STATED EXERCISE
Find the line that contains "Detect snow-capped mountain." in the entries below. Output it and each later line exactly, and nothing else.

RECORD LIST
_ _ _ _ _
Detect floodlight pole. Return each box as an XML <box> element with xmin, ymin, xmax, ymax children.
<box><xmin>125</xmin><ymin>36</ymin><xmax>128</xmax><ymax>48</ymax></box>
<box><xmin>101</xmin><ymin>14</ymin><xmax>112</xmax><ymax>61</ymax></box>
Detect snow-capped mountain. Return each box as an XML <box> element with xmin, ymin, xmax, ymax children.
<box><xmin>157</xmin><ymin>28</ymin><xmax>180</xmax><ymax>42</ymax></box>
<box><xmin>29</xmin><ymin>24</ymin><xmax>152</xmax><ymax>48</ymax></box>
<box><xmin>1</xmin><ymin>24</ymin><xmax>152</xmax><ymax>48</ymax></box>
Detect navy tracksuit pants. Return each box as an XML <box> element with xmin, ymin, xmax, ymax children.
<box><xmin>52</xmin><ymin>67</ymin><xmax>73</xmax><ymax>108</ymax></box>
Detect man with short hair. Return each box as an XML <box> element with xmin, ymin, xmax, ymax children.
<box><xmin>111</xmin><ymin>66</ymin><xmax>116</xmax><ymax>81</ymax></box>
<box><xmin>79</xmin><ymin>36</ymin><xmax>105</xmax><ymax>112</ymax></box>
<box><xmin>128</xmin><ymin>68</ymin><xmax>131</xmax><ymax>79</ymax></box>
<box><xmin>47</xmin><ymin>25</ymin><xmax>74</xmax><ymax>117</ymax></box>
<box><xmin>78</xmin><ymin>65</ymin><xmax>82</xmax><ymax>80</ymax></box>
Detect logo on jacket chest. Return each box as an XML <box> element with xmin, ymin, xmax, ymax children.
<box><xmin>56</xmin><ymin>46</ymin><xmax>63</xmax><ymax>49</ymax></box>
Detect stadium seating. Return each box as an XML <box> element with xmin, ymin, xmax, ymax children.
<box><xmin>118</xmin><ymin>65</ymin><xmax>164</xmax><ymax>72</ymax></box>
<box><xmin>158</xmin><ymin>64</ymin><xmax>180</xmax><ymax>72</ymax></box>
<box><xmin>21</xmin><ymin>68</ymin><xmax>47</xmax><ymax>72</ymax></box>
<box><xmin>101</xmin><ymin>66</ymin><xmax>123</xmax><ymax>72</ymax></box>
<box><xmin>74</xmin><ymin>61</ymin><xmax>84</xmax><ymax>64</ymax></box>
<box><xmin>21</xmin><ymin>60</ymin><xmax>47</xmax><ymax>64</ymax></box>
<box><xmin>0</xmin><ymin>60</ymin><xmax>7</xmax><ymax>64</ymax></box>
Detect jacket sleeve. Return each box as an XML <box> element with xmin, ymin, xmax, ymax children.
_ _ _ _ _
EXERCISE RESPONSE
Detect snow-capped mountain. Return each box as an XML <box> element with xmin, ymin, xmax, ymax children.
<box><xmin>157</xmin><ymin>28</ymin><xmax>180</xmax><ymax>42</ymax></box>
<box><xmin>29</xmin><ymin>24</ymin><xmax>152</xmax><ymax>48</ymax></box>
<box><xmin>1</xmin><ymin>24</ymin><xmax>152</xmax><ymax>48</ymax></box>
Detect navy tracksuit pants. Return each box as an XML <box> element with xmin, ymin, xmax, ymax children.
<box><xmin>52</xmin><ymin>67</ymin><xmax>73</xmax><ymax>108</ymax></box>
Detect man with short hair. Return each box as an XML <box> element with xmin, ymin, xmax, ymax children.
<box><xmin>111</xmin><ymin>66</ymin><xmax>116</xmax><ymax>81</ymax></box>
<box><xmin>79</xmin><ymin>36</ymin><xmax>105</xmax><ymax>112</ymax></box>
<box><xmin>128</xmin><ymin>68</ymin><xmax>131</xmax><ymax>79</ymax></box>
<box><xmin>47</xmin><ymin>25</ymin><xmax>74</xmax><ymax>117</ymax></box>
<box><xmin>78</xmin><ymin>65</ymin><xmax>82</xmax><ymax>80</ymax></box>
Detect logo on jacket chest. Return each box as an XML <box> element with xmin, ymin, xmax, ymax children.
<box><xmin>56</xmin><ymin>46</ymin><xmax>63</xmax><ymax>49</ymax></box>
Detect stadium seating. Return each box as an XML <box> element with xmin, ymin, xmax, ymax children.
<box><xmin>118</xmin><ymin>65</ymin><xmax>164</xmax><ymax>72</ymax></box>
<box><xmin>158</xmin><ymin>64</ymin><xmax>180</xmax><ymax>72</ymax></box>
<box><xmin>21</xmin><ymin>68</ymin><xmax>47</xmax><ymax>72</ymax></box>
<box><xmin>101</xmin><ymin>66</ymin><xmax>123</xmax><ymax>72</ymax></box>
<box><xmin>74</xmin><ymin>61</ymin><xmax>84</xmax><ymax>64</ymax></box>
<box><xmin>21</xmin><ymin>60</ymin><xmax>47</xmax><ymax>64</ymax></box>
<box><xmin>0</xmin><ymin>60</ymin><xmax>7</xmax><ymax>64</ymax></box>
Detect jacket sleeve. Return each box as an XML <box> element with xmin, ymin, xmax, ymax children.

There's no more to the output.